WORKING DATA
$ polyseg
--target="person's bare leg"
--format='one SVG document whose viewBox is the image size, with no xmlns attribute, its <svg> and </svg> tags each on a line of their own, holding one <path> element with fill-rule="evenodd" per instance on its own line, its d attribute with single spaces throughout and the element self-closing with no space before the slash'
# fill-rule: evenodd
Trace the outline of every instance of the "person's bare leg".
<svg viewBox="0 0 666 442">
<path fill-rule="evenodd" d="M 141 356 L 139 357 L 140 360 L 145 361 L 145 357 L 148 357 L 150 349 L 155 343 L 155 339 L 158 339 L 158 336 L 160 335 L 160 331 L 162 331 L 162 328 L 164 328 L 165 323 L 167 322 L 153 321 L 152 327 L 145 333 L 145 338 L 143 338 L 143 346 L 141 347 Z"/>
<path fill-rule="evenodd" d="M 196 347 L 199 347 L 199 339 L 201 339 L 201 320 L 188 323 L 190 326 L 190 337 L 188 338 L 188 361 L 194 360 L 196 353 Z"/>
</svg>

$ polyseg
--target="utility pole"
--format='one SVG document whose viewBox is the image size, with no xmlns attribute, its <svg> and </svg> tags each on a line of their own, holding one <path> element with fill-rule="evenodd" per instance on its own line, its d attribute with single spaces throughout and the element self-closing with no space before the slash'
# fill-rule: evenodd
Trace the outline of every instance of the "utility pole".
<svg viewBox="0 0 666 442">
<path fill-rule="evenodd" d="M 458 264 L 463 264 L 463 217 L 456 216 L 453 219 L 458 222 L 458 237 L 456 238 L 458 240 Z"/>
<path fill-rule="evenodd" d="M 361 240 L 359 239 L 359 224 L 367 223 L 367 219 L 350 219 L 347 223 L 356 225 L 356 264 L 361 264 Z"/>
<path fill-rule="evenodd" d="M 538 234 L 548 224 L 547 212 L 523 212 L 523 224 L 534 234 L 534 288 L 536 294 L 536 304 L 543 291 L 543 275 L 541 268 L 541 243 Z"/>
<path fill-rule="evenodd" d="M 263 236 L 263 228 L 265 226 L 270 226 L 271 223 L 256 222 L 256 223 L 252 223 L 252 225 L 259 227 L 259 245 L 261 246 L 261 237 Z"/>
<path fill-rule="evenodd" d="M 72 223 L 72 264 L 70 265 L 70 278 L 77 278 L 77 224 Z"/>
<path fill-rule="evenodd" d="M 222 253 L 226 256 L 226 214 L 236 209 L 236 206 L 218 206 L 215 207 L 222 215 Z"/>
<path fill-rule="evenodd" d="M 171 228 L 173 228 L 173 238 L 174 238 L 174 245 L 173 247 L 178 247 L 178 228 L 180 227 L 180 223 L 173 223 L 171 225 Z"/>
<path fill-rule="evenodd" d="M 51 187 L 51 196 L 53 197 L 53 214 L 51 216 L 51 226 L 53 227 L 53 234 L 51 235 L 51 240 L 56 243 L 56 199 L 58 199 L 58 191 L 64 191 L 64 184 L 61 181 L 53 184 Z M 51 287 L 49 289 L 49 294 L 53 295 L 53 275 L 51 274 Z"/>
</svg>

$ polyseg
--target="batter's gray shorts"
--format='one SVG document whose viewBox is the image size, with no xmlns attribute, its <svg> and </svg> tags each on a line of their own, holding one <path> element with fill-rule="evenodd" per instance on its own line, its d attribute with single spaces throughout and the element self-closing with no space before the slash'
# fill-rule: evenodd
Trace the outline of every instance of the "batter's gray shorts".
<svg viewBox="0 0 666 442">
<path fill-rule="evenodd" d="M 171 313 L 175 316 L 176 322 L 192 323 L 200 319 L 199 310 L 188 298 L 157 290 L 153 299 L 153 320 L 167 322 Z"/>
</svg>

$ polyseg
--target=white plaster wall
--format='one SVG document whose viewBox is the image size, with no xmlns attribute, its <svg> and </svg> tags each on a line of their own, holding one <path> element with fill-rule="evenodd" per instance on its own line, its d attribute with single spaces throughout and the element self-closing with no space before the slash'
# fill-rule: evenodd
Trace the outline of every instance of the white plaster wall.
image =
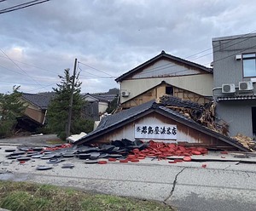
<svg viewBox="0 0 256 211">
<path fill-rule="evenodd" d="M 120 97 L 120 102 L 124 103 L 140 94 L 166 81 L 173 86 L 183 88 L 203 96 L 212 96 L 213 76 L 212 74 L 200 74 L 180 76 L 172 77 L 142 78 L 124 80 L 120 83 L 120 91 L 128 91 L 129 97 Z"/>
</svg>

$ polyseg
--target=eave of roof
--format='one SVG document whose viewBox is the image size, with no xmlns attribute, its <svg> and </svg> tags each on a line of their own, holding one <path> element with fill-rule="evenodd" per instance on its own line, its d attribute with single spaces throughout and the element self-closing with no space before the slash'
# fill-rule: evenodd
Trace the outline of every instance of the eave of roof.
<svg viewBox="0 0 256 211">
<path fill-rule="evenodd" d="M 188 117 L 184 117 L 183 115 L 172 110 L 172 109 L 168 109 L 166 107 L 164 106 L 160 106 L 159 110 L 156 111 L 157 112 L 164 115 L 164 116 L 167 116 L 167 117 L 172 117 L 172 119 L 176 120 L 178 123 L 183 123 L 188 125 L 189 127 L 195 128 L 201 133 L 207 134 L 208 135 L 211 135 L 214 138 L 219 139 L 222 141 L 230 144 L 235 147 L 236 147 L 237 149 L 240 149 L 243 151 L 250 151 L 247 148 L 244 147 L 241 143 L 239 143 L 238 141 L 236 141 L 236 140 L 233 140 L 230 137 L 224 136 L 219 133 L 217 133 L 205 126 L 201 125 L 200 123 L 195 122 L 192 119 L 189 119 Z M 188 124 L 189 123 L 189 124 Z"/>
<path fill-rule="evenodd" d="M 136 109 L 137 109 L 137 112 L 135 112 Z M 244 147 L 238 141 L 236 141 L 231 138 L 229 138 L 227 136 L 224 136 L 221 134 L 218 134 L 213 130 L 211 130 L 210 128 L 201 125 L 200 123 L 195 122 L 194 120 L 192 120 L 190 118 L 186 117 L 185 116 L 180 114 L 179 112 L 177 112 L 176 111 L 166 108 L 166 107 L 163 106 L 163 105 L 154 103 L 153 100 L 151 100 L 148 103 L 140 105 L 137 107 L 133 107 L 133 108 L 125 110 L 124 111 L 111 115 L 111 116 L 107 116 L 104 119 L 102 120 L 100 125 L 98 126 L 98 128 L 96 130 L 88 134 L 87 136 L 84 137 L 84 139 L 82 139 L 77 144 L 82 145 L 85 142 L 90 142 L 91 140 L 94 140 L 95 139 L 98 138 L 101 135 L 103 135 L 106 133 L 109 133 L 114 129 L 117 129 L 129 123 L 135 121 L 136 119 L 138 119 L 138 118 L 144 117 L 145 115 L 154 112 L 154 111 L 156 111 L 166 117 L 171 117 L 172 119 L 173 119 L 180 123 L 185 124 L 192 128 L 195 128 L 201 133 L 204 133 L 204 134 L 207 134 L 212 137 L 215 137 L 217 139 L 219 139 L 222 141 L 236 147 L 237 149 L 240 149 L 244 151 L 250 151 L 247 148 Z M 125 114 L 125 112 L 126 112 L 126 114 Z M 114 115 L 119 116 L 119 117 L 115 117 Z M 112 119 L 112 122 L 110 121 L 110 123 L 109 123 L 109 120 L 111 120 L 111 118 L 113 118 L 113 119 Z"/>
<path fill-rule="evenodd" d="M 49 103 L 48 97 L 37 94 L 23 93 L 21 98 L 41 110 L 46 110 Z"/>
<path fill-rule="evenodd" d="M 183 59 L 181 59 L 179 57 L 176 57 L 176 56 L 173 56 L 173 55 L 171 55 L 171 54 L 166 54 L 164 50 L 158 55 L 156 55 L 155 57 L 150 59 L 149 60 L 143 63 L 142 65 L 133 68 L 132 70 L 124 73 L 123 75 L 121 75 L 120 77 L 117 77 L 115 79 L 115 81 L 117 83 L 119 82 L 121 82 L 123 81 L 123 79 L 126 77 L 128 77 L 129 75 L 136 72 L 137 71 L 140 70 L 141 68 L 143 68 L 147 66 L 148 66 L 150 63 L 153 63 L 158 60 L 160 60 L 160 58 L 167 58 L 169 60 L 175 60 L 175 61 L 177 61 L 177 62 L 181 62 L 181 63 L 183 63 L 183 64 L 186 64 L 186 65 L 189 65 L 189 66 L 194 66 L 194 67 L 196 67 L 196 68 L 199 68 L 202 71 L 205 71 L 208 73 L 212 73 L 212 68 L 209 68 L 209 67 L 206 67 L 204 66 L 201 66 L 201 65 L 199 65 L 199 64 L 196 64 L 196 63 L 194 63 L 192 61 L 189 61 L 189 60 L 183 60 Z"/>
</svg>

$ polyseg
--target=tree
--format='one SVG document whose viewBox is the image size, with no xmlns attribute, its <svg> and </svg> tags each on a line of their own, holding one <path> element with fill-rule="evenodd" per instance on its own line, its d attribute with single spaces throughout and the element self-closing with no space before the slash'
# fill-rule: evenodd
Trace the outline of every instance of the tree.
<svg viewBox="0 0 256 211">
<path fill-rule="evenodd" d="M 79 76 L 77 75 L 74 82 L 73 99 L 72 107 L 71 118 L 71 134 L 80 134 L 82 131 L 88 133 L 92 130 L 93 123 L 89 123 L 83 117 L 83 110 L 85 106 L 85 100 L 80 94 L 81 82 L 79 82 Z M 47 113 L 47 127 L 51 132 L 57 134 L 57 135 L 65 140 L 67 138 L 67 124 L 68 118 L 68 109 L 70 104 L 70 97 L 72 92 L 73 77 L 70 75 L 69 69 L 64 70 L 64 76 L 60 76 L 61 83 L 57 88 L 53 88 L 55 92 L 55 98 L 51 100 Z M 87 124 L 92 125 L 87 127 Z"/>
<path fill-rule="evenodd" d="M 13 135 L 17 117 L 24 114 L 26 106 L 20 101 L 22 94 L 19 88 L 14 86 L 11 94 L 0 94 L 0 137 Z"/>
</svg>

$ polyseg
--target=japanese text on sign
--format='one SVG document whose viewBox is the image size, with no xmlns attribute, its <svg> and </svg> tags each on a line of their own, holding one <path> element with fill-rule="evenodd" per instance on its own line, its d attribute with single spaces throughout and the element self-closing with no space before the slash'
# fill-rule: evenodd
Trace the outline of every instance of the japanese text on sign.
<svg viewBox="0 0 256 211">
<path fill-rule="evenodd" d="M 177 140 L 177 125 L 136 124 L 135 138 Z"/>
</svg>

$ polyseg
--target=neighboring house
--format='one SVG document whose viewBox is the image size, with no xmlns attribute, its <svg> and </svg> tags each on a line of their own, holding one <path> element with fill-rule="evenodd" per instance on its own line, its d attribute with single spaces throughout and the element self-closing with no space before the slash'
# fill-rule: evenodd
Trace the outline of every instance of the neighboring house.
<svg viewBox="0 0 256 211">
<path fill-rule="evenodd" d="M 103 114 L 108 107 L 109 101 L 103 95 L 84 94 L 86 106 L 84 109 L 85 118 L 94 121 L 100 120 L 100 116 Z"/>
<path fill-rule="evenodd" d="M 82 138 L 77 144 L 110 143 L 116 140 L 139 139 L 143 141 L 154 140 L 216 149 L 248 151 L 238 141 L 171 109 L 177 106 L 192 110 L 201 108 L 199 104 L 183 101 L 172 96 L 165 103 L 156 103 L 153 100 L 103 117 L 96 130 Z"/>
<path fill-rule="evenodd" d="M 128 109 L 164 94 L 209 102 L 213 76 L 212 68 L 162 51 L 115 81 L 120 84 L 120 107 Z"/>
<path fill-rule="evenodd" d="M 256 33 L 212 38 L 213 97 L 230 135 L 256 135 Z"/>
<path fill-rule="evenodd" d="M 27 131 L 34 132 L 37 128 L 45 123 L 47 108 L 50 95 L 23 93 L 20 100 L 26 106 L 25 116 L 18 118 L 18 127 Z"/>
</svg>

REQUIREMENT
Pick out every line in the records that contains the string "shorts", matching case exactly.

RESULT OF THIS TASK
--target="batter's gray shorts"
Trace the outline of every instance of the "batter's gray shorts".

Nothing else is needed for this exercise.